**MATERIAL PROVIDED**.
══════════
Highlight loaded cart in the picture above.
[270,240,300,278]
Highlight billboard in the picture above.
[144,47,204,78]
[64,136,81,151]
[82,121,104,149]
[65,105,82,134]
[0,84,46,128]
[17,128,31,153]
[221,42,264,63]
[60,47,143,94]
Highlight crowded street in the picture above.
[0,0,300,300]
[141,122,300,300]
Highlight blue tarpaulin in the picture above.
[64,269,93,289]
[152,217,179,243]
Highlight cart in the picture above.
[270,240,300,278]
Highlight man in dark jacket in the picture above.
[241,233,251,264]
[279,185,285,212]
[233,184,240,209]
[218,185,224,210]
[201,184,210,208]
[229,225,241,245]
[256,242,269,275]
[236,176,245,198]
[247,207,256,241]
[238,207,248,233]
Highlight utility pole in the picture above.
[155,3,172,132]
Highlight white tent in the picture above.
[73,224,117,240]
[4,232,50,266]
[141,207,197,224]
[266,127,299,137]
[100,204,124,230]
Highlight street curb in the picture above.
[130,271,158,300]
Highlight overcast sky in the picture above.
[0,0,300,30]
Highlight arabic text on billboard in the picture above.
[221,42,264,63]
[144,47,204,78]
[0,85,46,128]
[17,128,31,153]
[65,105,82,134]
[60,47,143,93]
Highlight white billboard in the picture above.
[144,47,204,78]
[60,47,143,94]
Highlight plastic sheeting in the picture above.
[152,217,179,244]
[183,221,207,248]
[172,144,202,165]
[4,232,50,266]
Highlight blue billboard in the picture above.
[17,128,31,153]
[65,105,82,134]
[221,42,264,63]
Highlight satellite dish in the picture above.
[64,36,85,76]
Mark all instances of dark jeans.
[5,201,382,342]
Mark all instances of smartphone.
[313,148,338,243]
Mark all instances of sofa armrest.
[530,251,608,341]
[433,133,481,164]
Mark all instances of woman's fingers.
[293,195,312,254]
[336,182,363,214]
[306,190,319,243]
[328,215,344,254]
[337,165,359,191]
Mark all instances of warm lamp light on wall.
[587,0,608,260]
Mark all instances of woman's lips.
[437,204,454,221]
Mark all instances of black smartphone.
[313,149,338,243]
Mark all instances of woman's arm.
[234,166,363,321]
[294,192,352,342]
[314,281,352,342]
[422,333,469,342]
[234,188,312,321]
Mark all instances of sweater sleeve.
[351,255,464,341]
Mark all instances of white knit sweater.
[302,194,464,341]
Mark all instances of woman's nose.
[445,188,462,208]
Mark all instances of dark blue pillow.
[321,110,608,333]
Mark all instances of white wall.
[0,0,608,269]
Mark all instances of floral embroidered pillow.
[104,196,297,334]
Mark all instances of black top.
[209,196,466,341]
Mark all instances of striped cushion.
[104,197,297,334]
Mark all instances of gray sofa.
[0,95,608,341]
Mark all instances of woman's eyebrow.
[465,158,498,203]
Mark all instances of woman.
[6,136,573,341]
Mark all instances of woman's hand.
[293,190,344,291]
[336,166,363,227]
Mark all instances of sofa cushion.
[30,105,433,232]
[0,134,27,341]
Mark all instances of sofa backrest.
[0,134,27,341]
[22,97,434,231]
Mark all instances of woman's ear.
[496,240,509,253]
══════════
**EXERCISE REQUIREMENTS**. Count the lines in the records above that contain the word "sofa". Reply with the number only.

**RESULT OF THIS EXERCISE**. 4